Copy the material starting at the line containing "Pinpoint every shoreline" and ending at the line containing "[89,101,115,119]", requests included. Add -81 to every bounding box coordinate in the answers.

** START RECORDS SHOWN **

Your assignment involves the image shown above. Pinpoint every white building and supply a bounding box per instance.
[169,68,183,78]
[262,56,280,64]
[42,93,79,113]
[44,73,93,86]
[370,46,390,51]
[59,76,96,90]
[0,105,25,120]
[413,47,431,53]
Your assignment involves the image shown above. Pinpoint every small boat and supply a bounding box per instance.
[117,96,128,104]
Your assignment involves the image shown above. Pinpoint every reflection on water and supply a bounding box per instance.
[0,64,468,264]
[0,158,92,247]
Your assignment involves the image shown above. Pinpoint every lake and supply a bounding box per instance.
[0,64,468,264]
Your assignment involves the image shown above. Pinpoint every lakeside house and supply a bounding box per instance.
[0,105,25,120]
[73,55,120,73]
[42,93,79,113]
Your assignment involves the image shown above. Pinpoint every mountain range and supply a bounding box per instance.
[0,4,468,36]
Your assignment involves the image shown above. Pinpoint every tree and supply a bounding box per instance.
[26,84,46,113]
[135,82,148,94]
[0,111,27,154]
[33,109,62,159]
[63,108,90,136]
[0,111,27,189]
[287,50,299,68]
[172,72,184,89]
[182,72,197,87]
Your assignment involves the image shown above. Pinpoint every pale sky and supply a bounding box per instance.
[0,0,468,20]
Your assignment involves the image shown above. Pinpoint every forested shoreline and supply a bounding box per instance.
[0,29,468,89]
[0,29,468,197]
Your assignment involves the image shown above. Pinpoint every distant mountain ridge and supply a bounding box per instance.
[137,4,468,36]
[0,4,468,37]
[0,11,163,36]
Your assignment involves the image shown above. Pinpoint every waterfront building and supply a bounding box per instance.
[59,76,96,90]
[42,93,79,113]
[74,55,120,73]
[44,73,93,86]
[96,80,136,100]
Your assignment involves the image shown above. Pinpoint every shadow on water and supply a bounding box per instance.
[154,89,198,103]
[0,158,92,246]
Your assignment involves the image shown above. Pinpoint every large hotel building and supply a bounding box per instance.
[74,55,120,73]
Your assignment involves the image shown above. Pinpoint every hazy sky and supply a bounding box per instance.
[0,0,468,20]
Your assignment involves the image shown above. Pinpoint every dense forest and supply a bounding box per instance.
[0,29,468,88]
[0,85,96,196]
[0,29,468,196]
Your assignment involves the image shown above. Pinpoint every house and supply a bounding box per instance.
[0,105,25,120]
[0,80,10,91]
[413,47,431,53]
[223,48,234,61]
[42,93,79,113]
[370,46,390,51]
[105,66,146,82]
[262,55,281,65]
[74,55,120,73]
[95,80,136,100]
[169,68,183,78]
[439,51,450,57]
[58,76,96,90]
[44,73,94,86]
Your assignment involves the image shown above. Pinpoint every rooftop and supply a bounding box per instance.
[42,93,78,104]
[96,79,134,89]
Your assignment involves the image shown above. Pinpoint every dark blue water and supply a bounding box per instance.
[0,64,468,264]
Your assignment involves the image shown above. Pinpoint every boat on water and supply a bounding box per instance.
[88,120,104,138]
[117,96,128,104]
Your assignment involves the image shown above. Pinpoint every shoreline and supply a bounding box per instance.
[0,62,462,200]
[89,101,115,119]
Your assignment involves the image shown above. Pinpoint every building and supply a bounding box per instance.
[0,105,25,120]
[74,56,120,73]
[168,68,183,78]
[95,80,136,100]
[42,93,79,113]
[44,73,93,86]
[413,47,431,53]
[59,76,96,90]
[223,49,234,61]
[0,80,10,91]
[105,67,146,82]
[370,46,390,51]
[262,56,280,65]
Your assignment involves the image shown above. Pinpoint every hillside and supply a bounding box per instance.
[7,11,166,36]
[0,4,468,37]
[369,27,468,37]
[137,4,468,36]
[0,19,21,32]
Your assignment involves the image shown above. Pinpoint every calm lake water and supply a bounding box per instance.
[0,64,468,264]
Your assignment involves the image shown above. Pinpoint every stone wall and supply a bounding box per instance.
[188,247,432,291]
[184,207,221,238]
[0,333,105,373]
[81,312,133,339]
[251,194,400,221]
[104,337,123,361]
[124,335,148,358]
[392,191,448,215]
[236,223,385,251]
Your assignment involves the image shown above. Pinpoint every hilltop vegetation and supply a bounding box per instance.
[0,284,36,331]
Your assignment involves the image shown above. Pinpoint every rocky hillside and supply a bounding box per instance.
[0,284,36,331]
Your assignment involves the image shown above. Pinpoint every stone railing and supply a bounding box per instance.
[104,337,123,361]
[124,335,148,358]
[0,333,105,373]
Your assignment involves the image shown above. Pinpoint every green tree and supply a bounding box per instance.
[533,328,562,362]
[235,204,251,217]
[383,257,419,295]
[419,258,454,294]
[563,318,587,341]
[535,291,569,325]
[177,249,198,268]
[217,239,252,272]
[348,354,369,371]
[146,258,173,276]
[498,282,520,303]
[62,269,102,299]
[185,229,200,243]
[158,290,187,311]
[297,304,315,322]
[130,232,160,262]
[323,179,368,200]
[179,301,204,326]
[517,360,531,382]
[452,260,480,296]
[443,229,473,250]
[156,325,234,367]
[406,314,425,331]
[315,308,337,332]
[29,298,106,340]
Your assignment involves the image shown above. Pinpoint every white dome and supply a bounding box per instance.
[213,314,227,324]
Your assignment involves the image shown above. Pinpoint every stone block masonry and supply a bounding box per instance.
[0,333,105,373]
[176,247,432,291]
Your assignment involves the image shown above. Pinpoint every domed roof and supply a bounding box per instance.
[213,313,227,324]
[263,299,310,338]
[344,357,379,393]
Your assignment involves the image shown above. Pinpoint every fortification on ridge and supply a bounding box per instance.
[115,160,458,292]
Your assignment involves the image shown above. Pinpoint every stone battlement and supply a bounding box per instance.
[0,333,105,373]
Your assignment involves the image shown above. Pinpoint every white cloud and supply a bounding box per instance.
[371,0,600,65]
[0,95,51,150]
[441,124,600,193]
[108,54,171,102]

** END RECORDS SHOWN **

◆ EXERCISE SOLUTION
Your assignment involves the image shown above. Pinpoint every shoreline and supply a bounding box per instance.
[-81,-19,381,119]
[8,20,34,38]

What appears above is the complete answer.